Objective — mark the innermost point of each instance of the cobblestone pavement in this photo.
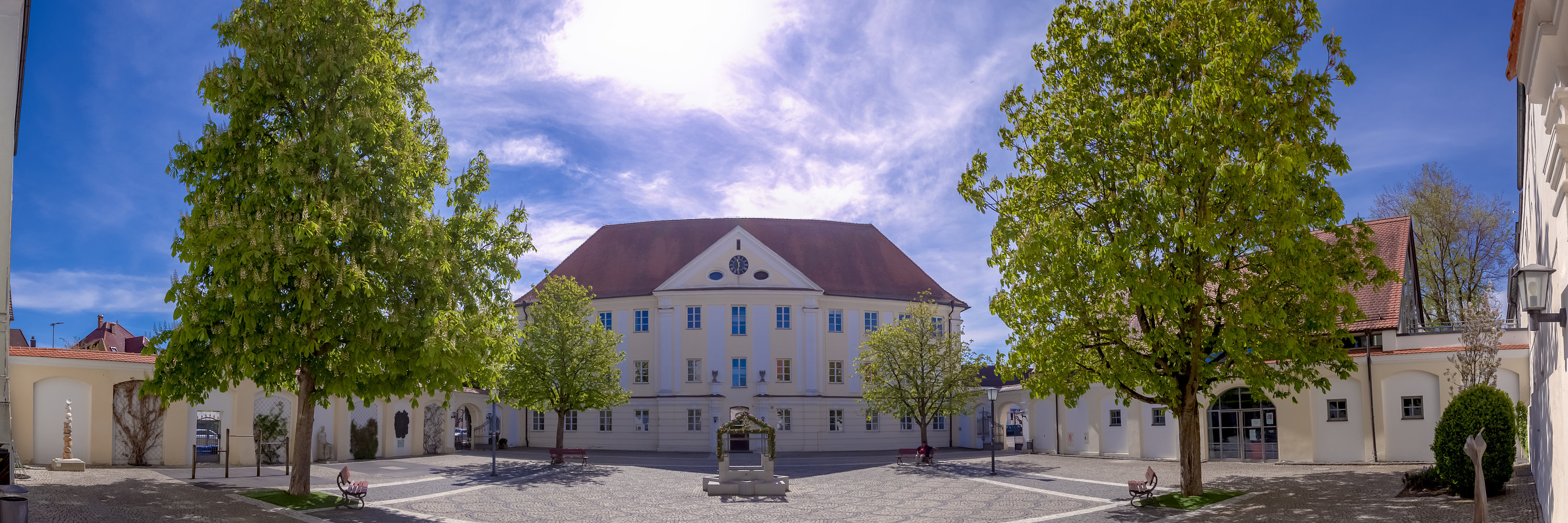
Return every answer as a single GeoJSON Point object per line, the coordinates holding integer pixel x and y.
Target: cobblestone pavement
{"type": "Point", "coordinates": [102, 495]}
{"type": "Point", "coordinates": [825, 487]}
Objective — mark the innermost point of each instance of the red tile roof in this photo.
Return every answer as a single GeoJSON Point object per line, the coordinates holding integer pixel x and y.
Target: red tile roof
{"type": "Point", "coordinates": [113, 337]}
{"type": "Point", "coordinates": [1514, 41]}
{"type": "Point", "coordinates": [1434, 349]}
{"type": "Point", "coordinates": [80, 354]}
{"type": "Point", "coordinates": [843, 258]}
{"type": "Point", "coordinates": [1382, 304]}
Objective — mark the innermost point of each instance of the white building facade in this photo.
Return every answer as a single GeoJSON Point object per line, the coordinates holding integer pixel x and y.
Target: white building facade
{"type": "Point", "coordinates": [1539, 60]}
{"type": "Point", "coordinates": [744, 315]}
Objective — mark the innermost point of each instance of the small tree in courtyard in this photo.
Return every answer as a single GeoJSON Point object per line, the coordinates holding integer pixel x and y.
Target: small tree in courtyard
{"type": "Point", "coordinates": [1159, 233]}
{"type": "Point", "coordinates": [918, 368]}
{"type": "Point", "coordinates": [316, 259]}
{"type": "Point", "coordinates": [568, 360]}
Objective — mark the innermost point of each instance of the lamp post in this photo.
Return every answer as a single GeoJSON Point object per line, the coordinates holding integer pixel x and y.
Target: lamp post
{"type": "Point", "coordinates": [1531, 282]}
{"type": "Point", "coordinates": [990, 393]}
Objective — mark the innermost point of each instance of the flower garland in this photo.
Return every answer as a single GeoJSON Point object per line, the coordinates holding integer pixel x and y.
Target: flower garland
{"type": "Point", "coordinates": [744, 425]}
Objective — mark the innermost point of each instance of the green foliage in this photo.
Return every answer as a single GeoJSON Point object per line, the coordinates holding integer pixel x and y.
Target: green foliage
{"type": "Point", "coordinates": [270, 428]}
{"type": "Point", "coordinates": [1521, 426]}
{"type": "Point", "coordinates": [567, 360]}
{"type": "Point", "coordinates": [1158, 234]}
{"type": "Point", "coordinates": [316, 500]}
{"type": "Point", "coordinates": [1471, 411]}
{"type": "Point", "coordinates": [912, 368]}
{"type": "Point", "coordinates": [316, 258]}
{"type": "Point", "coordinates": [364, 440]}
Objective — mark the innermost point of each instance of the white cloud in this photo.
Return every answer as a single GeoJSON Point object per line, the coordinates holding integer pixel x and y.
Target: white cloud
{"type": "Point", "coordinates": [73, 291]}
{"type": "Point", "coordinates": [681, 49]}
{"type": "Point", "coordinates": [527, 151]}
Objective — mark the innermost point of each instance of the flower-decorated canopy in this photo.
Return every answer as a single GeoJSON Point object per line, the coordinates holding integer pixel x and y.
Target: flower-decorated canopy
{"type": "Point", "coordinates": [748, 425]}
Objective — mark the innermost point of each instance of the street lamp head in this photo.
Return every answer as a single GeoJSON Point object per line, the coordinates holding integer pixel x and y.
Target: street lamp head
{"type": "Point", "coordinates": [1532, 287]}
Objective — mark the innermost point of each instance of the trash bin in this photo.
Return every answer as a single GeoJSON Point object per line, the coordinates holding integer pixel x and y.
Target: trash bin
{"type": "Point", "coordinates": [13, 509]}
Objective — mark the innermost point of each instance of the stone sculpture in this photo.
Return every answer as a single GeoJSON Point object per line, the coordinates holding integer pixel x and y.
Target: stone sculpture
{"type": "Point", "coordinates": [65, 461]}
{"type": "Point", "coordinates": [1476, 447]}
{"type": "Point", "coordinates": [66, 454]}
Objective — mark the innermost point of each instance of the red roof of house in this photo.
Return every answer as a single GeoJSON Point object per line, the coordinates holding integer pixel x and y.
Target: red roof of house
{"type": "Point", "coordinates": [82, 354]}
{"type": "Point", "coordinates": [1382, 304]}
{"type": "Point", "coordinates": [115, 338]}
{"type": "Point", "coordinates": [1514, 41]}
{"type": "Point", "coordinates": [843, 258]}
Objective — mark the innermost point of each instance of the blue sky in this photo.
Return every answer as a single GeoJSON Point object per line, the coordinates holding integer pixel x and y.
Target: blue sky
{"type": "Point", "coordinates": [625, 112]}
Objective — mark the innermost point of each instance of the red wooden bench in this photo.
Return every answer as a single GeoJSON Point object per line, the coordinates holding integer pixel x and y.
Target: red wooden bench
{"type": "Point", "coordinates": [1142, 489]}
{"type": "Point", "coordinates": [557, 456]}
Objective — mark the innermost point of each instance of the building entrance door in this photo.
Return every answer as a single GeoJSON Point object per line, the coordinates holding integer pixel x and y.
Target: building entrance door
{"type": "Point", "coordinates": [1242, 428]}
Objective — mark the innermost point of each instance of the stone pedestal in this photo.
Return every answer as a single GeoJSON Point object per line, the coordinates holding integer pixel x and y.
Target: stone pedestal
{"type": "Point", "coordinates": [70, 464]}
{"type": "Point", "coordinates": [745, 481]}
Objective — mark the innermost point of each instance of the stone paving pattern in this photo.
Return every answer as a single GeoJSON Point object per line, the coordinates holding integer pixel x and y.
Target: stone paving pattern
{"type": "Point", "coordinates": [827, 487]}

---

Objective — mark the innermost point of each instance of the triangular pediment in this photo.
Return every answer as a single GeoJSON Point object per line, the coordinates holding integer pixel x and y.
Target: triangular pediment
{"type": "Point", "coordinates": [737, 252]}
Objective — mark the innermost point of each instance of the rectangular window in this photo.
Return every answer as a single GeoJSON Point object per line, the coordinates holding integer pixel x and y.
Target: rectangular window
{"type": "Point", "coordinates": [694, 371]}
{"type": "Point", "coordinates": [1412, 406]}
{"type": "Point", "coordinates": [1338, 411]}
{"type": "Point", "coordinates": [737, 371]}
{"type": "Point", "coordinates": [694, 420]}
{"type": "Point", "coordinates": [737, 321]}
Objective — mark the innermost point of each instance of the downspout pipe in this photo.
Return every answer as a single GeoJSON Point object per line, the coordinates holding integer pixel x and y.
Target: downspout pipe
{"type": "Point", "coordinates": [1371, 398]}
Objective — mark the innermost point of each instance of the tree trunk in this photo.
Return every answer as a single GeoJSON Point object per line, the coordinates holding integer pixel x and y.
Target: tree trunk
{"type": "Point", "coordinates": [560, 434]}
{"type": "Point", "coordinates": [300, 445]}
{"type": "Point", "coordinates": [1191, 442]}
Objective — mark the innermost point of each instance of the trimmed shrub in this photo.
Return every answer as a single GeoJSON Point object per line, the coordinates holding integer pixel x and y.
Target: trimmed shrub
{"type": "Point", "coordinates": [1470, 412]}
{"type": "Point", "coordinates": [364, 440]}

Task description
Given the entries above, transcribe exactly the lines from the one holding "pavement in this photo." through the one holding "roof in this photo."; pictures do not belong in the transcription.

Final answer
Objective — mark the innermost point of each instance of the cobblestone pavement in this photo.
Return every answer as a single GeoJSON Point object per line, the coordinates holding integer pixel x and y.
Target: cobblestone pavement
{"type": "Point", "coordinates": [102, 495]}
{"type": "Point", "coordinates": [825, 487]}
Objective — mark the innermost point of each instance of the red tile roof in this photo.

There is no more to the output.